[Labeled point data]
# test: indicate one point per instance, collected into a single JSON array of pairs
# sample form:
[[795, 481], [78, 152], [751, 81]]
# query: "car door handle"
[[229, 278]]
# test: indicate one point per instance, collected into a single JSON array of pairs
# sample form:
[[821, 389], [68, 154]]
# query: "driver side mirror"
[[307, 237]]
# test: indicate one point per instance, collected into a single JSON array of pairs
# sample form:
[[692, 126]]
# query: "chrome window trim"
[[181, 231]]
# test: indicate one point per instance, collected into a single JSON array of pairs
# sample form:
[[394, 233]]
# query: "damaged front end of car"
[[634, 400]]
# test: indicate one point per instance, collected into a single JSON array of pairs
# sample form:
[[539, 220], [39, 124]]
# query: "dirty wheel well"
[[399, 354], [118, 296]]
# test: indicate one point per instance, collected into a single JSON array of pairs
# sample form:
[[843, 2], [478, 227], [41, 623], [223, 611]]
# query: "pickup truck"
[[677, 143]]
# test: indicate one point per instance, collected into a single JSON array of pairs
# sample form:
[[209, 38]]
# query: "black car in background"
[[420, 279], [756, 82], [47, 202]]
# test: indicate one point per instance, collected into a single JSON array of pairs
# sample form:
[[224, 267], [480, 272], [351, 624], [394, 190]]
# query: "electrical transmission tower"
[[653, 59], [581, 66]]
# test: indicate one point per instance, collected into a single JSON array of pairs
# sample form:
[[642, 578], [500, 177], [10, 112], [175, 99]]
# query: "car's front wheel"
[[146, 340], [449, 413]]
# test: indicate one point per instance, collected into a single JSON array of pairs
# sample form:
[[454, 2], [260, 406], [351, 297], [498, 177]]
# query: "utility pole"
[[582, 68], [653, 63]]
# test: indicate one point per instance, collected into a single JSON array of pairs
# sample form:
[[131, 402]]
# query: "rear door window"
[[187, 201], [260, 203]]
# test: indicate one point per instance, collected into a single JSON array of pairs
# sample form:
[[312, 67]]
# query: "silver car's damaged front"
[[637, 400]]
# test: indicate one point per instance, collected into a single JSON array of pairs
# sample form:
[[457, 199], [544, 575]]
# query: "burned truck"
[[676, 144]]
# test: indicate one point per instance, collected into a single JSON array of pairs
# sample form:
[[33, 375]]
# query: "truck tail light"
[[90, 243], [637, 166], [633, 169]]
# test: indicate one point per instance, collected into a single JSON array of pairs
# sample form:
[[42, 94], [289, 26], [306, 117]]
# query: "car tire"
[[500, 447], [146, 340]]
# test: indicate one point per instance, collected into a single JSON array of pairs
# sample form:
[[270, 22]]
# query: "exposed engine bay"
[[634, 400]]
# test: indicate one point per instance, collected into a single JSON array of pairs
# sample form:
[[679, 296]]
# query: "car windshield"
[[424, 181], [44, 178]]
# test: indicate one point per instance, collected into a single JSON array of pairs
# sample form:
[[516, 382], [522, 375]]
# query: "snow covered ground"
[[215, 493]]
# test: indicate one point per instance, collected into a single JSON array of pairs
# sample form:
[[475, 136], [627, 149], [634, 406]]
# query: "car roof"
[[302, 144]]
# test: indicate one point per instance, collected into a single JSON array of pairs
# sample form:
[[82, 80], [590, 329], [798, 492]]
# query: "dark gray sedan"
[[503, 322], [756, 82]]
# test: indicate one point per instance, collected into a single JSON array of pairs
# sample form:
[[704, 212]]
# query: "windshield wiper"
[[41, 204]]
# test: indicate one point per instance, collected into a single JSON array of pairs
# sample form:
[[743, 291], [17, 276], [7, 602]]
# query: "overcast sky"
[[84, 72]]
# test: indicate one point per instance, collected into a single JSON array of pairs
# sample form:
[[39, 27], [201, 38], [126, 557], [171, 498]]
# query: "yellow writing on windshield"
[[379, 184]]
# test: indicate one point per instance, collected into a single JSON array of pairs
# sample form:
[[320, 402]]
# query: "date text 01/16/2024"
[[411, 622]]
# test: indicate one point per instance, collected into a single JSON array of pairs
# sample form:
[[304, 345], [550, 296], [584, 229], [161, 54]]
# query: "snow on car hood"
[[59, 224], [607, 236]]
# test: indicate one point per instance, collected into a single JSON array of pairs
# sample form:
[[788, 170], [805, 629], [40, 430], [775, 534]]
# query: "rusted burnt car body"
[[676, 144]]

JOB> Rewrite all of the data above, changing every "sample form" to "example format" and leaving everything else as it is.

THE RESPONSE>
# test: indicate one point per instance, collected into a single JSON array of pairs
# example format:
[[795, 481], [78, 152], [751, 81]]
# query: "car door handle"
[[229, 278]]
# test: indicate one point per instance, collected into a single JSON array of pairs
# example format:
[[821, 389], [68, 154]]
# query: "driver side mirror"
[[307, 237]]
# test: indicate one point per instance, collected into a single JSON array of pairs
# example format:
[[692, 126]]
# query: "chrome window trim"
[[181, 231]]
# test: indicate one point per instance, collected into a single JSON array of pairs
# example format:
[[394, 233]]
# query: "damaged front end of car"
[[634, 400]]
# test: indicate one point per instance, collected into a single JSON array of pairs
# example format:
[[539, 220], [39, 124]]
# query: "dirty wheel well"
[[399, 354], [118, 296]]
# test: indicate one point per instance, collected into a single JSON array of pairs
# example format:
[[843, 2], [478, 227], [41, 623], [223, 611]]
# query: "pickup truck"
[[677, 143]]
# test: indicate one point per instance, collected into a single JSON array of pairs
# example format:
[[209, 38]]
# query: "black car in background"
[[420, 279], [756, 82], [47, 202]]
# test: indicate one point per instance, collected into a single JSON array of pairs
# example format:
[[224, 267], [480, 272], [351, 624], [394, 190]]
# query: "electrical transmission tower"
[[653, 59], [581, 66]]
# test: indicate one point per instance, collected into a single JSON array of pairs
# example format:
[[642, 578], [500, 177], [10, 112], [175, 99]]
# query: "car's front wheel"
[[146, 340], [449, 413]]
# test: indicate one point per instance, collected into a single JSON array of pairs
# example format:
[[454, 2], [260, 406], [351, 297], [498, 177]]
# query: "utility pole"
[[582, 68], [653, 63]]
# test: indicate one point per instance, collected into a single JSON array of pairs
# example format:
[[131, 402]]
# query: "rear door window"
[[187, 201], [260, 203]]
# test: indicate one point per instance, collected into a single JSON array of pairs
# example format:
[[312, 67]]
# query: "silver car's damaged front"
[[637, 400]]
# test: indicate one point per instance, collected into a single JSON array of pairs
# example format:
[[457, 199], [544, 575]]
# query: "burned truck"
[[676, 144]]
# test: indicate one point per instance, collected into a single JSON array of pairs
# example format:
[[33, 375]]
# query: "truck tail light"
[[90, 243], [637, 166], [633, 169]]
# test: indicate one point per instance, collected into a single JSON array of pairs
# example format:
[[42, 94], [289, 26], [306, 117]]
# query: "car tire"
[[500, 447], [146, 340]]
# test: indicate one point per instance, collected into a single JSON array of pairs
# example format:
[[270, 22]]
# query: "exposed engine bay"
[[634, 400]]
# test: indicate one point per instance, collected into a single JSON array of pairs
# example format:
[[679, 296]]
# query: "car windshield"
[[424, 181], [44, 178]]
# test: indicate one point per instance, collected into a single JSON array of pairs
# example format:
[[516, 382], [522, 375]]
# query: "snow covered ground"
[[215, 493]]
# test: indicate one point per instance, collected into a single JSON array of pairs
# example format:
[[475, 136], [627, 149], [634, 406]]
# query: "car roof"
[[302, 144]]
# test: indicate one point per instance, collected into a single JSON array of pairs
# example format:
[[82, 80], [590, 329], [798, 492]]
# query: "dark gray sedan"
[[503, 322], [756, 82]]
# test: indicate one point per instance, collected into a single JSON array of pairs
# example format:
[[704, 212]]
# query: "windshield wiper"
[[41, 204]]
# test: indicate one point per instance, collected into a single JSON array of pairs
# example format:
[[743, 291], [17, 276], [7, 602]]
# query: "overcast sky"
[[84, 72]]
# test: indicate one point per instance, collected into a single JSON array of pairs
# example format:
[[39, 27], [201, 38], [126, 557], [171, 498]]
# query: "yellow writing on windshield"
[[379, 184]]
# test: indicate one point per instance, collected into a single JSON array of pairs
# example format:
[[320, 402]]
# query: "date text 01/16/2024"
[[411, 622]]
# test: indicate one point per instance, collected into a single JSON array of pairs
# example format:
[[304, 345], [550, 296], [584, 229], [161, 54]]
# query: "snow on car hood"
[[59, 224], [607, 236]]
# test: indicate one point per instance, collected into a single JSON array of pairs
# example format:
[[788, 170], [805, 629], [40, 430], [775, 534]]
# query: "rusted burnt car body"
[[676, 144]]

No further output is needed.